# Spring Ridge/Basking Ridge



## Edgecrusher (Jan 12, 2006)

Any recreational/'B' or 'C' level riders living in the Spring Ridge, 
Society Hill condo developments or living close by in Basking Ridge/area?

I'm not a part of any of the bike clubs, but it would be nice to ride with 
someone once in awhile.  

Geo


----------



## goldsbar (Apr 24, 2002)

mafw.org for the club scene (Morris Area Free Wheelers)

or Liberty Cycle has a race team that does weekly rides.


----------



## Edgecrusher (Jan 12, 2006)

goldsbar said:


> mafw.org for the club scene (Morris Area Free Wheelers)
> 
> or Liberty Cycle has a race team that does weekly rides.



Hey Goldsbar,
I appreciate the info...thank you.
I already belong to Lehigh Wheelmen in PA. $10 p/year.

# # # # #

Task requirements: List every cycling club, shop, or team that the Spring Ridge/Basking Ridge forum thread names.

Dataset section:
# # # # #

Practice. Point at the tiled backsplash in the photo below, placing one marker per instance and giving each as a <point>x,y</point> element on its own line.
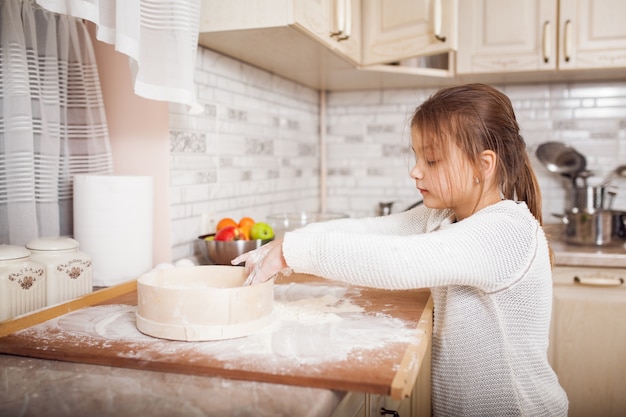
<point>368,140</point>
<point>253,151</point>
<point>255,148</point>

# # # # #

Solution for this task:
Morris Area Free Wheelers (mafw.org)
Liberty Cycle (and its race team)
Lehigh Wheelmen